**REQUIREMENT**
Count the lines in the entries that contain the string "below". State nothing but the number.

**DATA FOR ANALYSIS**

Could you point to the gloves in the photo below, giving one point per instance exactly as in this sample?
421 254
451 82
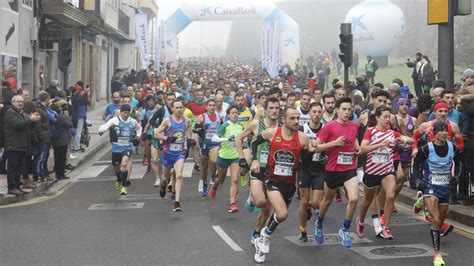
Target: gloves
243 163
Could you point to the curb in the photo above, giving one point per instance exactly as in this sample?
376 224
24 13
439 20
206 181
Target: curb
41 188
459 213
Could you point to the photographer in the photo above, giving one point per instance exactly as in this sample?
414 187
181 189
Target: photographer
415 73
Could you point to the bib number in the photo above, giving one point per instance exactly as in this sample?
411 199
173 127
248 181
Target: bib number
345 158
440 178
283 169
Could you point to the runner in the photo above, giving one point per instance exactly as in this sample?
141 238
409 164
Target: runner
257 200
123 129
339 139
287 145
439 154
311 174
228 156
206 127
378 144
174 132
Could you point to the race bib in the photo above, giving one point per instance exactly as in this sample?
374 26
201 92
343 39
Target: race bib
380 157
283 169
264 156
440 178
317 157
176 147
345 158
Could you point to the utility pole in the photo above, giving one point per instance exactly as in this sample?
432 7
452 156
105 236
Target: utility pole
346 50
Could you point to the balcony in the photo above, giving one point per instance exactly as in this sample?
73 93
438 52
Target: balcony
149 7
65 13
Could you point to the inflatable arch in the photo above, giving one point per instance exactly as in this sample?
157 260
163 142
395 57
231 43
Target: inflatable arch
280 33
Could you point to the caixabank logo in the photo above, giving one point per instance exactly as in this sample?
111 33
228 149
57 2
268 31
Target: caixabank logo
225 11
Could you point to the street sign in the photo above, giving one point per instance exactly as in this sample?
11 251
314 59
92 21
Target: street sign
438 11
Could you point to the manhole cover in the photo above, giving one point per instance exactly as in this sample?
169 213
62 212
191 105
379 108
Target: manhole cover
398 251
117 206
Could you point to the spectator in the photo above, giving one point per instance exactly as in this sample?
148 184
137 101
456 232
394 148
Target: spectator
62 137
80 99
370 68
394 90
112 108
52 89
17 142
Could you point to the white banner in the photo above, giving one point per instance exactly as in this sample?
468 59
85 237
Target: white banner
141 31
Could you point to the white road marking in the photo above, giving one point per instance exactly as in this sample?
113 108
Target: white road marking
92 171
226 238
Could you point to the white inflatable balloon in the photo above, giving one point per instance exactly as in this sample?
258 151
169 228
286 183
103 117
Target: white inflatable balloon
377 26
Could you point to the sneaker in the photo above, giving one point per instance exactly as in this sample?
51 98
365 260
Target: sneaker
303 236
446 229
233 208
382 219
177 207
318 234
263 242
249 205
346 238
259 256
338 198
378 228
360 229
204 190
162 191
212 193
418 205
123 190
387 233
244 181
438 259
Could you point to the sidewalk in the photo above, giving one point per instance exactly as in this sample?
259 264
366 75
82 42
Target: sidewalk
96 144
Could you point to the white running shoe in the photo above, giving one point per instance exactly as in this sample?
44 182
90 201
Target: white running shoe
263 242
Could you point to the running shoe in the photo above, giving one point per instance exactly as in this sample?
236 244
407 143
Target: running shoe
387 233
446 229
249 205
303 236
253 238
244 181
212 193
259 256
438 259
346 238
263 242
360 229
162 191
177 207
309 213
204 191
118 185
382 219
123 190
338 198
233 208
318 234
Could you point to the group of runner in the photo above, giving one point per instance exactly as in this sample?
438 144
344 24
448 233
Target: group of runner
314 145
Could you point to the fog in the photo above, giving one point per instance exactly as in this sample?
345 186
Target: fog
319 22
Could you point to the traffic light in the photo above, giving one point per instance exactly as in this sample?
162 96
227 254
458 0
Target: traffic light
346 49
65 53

==

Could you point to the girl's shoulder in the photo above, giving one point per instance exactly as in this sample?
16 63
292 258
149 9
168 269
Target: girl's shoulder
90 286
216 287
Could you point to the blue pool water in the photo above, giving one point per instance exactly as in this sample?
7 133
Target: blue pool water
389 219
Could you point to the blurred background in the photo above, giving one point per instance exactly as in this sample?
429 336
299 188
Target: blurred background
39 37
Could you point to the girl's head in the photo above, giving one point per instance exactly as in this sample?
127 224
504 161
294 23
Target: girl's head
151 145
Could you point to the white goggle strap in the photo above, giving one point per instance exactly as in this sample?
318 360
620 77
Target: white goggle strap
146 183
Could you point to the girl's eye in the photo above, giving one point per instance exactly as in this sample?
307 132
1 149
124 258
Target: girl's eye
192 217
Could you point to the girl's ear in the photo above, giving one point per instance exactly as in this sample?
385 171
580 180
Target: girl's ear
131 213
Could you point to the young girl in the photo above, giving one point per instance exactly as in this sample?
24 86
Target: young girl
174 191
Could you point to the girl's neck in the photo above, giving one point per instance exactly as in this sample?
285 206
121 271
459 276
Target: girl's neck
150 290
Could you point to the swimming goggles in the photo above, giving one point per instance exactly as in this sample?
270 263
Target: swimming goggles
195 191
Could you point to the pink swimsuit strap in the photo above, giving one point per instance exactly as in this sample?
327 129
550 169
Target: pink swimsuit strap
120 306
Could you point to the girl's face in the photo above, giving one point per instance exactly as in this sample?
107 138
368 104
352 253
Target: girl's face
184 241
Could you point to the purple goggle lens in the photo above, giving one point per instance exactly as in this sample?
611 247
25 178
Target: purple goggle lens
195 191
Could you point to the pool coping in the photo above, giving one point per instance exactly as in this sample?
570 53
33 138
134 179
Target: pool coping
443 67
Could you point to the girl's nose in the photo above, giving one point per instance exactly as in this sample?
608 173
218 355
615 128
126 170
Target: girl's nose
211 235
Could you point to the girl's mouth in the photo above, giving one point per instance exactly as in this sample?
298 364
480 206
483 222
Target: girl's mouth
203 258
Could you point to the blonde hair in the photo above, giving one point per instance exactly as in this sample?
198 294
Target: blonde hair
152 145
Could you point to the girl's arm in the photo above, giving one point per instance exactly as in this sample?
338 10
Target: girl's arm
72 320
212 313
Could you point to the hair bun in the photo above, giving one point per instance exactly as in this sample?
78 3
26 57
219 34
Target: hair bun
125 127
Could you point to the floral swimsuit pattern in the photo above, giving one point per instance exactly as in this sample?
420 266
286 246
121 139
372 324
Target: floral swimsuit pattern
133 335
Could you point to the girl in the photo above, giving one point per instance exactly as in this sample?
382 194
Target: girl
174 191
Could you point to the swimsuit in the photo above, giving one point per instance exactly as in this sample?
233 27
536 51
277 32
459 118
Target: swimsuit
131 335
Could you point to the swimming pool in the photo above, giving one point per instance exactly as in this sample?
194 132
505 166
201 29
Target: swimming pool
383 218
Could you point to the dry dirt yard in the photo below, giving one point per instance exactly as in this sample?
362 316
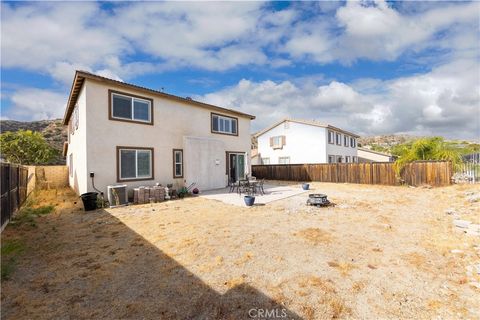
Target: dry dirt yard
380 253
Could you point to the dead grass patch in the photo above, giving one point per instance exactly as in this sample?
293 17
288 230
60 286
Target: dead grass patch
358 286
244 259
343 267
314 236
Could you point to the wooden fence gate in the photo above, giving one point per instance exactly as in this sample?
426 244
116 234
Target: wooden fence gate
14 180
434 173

**ANSWER FOR THIS EXERCISE**
2